• [TASK OBJECTIVE]: Reproduce word for word every line of the entries below, from the line containing "Place a pin on each instance of the eroded" through the final line, and nothing else.

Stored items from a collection
----------------

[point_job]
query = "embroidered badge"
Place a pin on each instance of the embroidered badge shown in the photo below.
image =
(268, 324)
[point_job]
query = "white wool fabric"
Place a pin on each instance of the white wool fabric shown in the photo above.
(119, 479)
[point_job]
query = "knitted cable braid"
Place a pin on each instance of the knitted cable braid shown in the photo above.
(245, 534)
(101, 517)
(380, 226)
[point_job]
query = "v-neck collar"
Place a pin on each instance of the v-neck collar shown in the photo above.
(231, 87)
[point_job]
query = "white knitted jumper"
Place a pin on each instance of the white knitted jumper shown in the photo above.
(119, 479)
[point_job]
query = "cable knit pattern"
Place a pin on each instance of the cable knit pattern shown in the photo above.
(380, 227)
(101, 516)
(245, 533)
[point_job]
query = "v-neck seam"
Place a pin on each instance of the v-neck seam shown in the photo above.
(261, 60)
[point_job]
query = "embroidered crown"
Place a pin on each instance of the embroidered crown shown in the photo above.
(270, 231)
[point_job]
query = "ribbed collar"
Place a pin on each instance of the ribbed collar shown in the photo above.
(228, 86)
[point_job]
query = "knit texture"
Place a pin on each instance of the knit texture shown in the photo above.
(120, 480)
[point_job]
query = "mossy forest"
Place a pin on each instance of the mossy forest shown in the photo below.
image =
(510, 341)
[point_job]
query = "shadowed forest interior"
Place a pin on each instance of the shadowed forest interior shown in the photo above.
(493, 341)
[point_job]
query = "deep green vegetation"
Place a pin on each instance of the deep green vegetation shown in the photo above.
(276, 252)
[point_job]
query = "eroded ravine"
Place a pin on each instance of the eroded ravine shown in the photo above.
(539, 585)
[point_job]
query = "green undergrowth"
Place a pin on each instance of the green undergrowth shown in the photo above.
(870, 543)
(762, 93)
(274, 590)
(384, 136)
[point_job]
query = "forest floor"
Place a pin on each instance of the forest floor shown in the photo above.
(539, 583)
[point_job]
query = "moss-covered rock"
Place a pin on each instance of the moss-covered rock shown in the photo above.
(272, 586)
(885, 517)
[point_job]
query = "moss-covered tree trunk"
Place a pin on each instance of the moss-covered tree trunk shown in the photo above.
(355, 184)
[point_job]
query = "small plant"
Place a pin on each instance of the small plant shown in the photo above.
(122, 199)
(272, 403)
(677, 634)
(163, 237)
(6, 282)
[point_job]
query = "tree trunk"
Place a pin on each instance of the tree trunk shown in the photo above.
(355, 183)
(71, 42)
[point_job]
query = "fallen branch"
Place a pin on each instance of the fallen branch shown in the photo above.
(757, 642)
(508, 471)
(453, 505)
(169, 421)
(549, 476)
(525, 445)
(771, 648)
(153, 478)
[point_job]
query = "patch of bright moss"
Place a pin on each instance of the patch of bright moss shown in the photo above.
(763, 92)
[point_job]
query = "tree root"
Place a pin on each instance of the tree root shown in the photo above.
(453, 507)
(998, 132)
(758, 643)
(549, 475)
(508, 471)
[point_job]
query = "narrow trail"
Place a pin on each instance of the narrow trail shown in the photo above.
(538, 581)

----------------

• [COMPLETED TASK]:
Place a pin on each instance of the eroded ravine shown in the photo above.
(539, 585)
[point_job]
query = "green undergrowth"
Place a pin on each instance of the green undergrowth shown in the photo above.
(870, 543)
(762, 93)
(274, 590)
(384, 136)
[point_job]
query = "forest floor"
Place a pin on each instance of the forest floor shown in the photo above.
(539, 583)
[point_job]
query = "moss-covered rock"
Place a pin on each instance of the moss-covered rock shown in the photo above.
(272, 586)
(885, 517)
[point_job]
query = "moss-covered tree trunk"
Place a pin on each instance of the moss-covered tree trunk shown in the photo above.
(355, 184)
[point_job]
query = "small plant"
Place a pin on each instance of the small plant shown in the photo above.
(122, 199)
(272, 403)
(677, 634)
(163, 237)
(6, 282)
[point_job]
query = "tree trunk"
Place a pin on each instance of the tree trunk shown in the photo above.
(355, 183)
(71, 42)
[point_job]
query = "fallen branch"
Place a pin on each instance of the fallen branch shown in the photo above.
(757, 642)
(508, 471)
(453, 505)
(169, 421)
(549, 476)
(525, 445)
(771, 648)
(153, 478)
[point_job]
query = "patch of bright moss"
Place a pin on each instance of the patch of bright moss shown in the photo above.
(763, 92)
[point_job]
query = "tree root"
Place a pin on each instance of the tree root shown in the photo above.
(453, 507)
(998, 132)
(758, 643)
(549, 475)
(508, 471)
[point_job]
query = "narrow trail"
Place a pin on each instance of the narrow trail shown in the photo above.
(538, 581)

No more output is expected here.